EXERCISE AIM ▸ In the data below, which lines hold "tree"? Copy every one.

MATERIAL PROVIDED ▸
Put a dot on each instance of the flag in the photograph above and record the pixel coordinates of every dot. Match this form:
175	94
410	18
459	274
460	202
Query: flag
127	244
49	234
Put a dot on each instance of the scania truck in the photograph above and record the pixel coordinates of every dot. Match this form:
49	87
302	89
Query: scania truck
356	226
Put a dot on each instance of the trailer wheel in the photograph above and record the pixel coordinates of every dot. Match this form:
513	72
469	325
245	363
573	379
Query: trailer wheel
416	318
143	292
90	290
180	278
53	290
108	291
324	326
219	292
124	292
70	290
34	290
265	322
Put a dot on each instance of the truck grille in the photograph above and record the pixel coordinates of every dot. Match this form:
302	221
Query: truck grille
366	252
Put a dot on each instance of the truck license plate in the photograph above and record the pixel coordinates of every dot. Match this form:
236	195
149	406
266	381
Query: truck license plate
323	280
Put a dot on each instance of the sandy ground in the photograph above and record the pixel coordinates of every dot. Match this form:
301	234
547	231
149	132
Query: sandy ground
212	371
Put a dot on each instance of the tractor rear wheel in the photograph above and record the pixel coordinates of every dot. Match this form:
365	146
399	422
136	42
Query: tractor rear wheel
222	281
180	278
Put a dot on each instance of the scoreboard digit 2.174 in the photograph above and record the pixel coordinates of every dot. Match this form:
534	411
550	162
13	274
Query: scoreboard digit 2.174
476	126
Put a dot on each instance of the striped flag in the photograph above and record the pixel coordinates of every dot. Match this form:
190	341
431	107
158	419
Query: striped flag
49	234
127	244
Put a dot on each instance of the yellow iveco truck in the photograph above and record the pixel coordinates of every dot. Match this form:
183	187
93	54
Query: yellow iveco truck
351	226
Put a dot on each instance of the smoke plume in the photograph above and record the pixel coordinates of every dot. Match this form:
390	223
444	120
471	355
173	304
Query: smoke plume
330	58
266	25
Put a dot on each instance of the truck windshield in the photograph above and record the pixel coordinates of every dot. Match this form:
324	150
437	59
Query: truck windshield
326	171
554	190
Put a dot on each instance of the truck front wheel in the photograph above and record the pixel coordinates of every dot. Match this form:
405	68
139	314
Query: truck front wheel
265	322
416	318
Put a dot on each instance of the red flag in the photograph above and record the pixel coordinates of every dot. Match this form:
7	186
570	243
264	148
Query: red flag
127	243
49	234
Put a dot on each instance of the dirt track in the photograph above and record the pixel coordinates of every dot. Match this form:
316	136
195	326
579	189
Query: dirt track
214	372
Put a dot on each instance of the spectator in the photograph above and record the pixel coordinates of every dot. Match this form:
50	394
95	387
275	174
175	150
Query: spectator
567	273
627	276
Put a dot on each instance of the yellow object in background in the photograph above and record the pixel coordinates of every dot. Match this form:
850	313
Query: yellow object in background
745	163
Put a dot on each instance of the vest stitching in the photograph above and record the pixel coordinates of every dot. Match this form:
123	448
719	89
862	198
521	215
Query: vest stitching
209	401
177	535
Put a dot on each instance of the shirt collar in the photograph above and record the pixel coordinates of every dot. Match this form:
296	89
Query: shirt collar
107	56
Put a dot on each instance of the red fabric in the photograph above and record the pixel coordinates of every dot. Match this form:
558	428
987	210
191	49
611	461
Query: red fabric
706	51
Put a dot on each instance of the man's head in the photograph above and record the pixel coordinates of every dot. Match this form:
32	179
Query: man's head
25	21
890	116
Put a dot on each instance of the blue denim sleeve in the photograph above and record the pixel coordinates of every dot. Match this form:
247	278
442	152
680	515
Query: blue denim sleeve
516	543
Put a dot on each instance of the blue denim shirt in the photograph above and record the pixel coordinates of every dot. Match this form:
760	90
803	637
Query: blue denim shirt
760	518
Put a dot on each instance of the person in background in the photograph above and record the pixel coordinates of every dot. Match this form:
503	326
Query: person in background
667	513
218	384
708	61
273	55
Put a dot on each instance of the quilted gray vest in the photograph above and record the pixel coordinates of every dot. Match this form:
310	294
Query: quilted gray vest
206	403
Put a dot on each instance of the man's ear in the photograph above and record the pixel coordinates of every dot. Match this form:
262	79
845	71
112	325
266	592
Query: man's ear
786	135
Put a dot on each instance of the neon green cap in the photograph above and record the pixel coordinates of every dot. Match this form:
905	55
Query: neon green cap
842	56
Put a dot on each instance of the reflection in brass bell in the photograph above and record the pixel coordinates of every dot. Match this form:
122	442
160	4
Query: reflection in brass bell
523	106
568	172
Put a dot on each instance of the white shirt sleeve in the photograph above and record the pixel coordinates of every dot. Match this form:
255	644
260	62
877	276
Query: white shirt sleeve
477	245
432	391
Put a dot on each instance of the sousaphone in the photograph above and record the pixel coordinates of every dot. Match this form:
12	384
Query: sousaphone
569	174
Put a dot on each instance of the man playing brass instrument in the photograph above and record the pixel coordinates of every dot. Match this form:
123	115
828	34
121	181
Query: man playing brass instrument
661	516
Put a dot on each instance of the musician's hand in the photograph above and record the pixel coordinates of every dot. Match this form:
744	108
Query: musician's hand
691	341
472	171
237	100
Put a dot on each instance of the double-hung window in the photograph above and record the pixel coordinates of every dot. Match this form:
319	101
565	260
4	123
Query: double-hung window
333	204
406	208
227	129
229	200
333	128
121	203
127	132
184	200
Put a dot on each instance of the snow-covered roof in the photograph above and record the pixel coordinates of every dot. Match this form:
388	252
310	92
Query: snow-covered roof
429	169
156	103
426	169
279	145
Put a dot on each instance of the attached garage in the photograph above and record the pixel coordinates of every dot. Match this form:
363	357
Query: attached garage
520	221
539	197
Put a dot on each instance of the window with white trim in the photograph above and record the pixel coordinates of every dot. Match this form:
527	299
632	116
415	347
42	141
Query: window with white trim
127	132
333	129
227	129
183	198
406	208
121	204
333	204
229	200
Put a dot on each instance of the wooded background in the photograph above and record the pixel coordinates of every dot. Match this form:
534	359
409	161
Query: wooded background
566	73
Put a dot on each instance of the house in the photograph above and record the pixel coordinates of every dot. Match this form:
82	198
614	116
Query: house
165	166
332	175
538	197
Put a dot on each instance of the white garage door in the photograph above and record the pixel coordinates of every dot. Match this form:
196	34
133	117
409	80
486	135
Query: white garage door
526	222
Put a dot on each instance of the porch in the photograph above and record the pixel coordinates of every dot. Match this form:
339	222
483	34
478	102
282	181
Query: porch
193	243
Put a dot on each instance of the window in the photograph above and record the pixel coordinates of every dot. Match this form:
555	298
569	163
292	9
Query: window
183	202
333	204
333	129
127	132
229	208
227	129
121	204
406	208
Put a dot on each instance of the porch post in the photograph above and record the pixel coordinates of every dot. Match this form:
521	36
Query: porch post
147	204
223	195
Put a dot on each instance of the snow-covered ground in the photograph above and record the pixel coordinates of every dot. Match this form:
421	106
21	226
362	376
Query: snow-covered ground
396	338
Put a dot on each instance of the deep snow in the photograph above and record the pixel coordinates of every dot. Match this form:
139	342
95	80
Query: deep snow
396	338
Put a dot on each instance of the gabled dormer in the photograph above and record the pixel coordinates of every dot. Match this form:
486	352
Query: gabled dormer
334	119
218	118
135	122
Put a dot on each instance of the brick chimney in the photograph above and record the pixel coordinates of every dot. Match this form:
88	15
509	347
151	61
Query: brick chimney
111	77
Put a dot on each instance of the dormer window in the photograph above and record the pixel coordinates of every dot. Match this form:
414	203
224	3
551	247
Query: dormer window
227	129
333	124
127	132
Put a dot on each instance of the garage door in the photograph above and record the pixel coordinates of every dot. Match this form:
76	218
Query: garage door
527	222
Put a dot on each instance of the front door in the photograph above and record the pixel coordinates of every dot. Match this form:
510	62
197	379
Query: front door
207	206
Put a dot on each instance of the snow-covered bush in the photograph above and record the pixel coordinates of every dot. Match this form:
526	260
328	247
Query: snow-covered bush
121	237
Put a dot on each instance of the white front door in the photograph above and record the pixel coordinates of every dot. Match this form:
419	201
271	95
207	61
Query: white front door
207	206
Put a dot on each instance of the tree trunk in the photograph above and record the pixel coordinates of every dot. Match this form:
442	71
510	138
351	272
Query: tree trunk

EXPECTED ANSWER ▸
Put a dot on each instance of the tree trunk in the photograph above and record the pixel coordinates of every dot. Match this form:
Query: tree trunk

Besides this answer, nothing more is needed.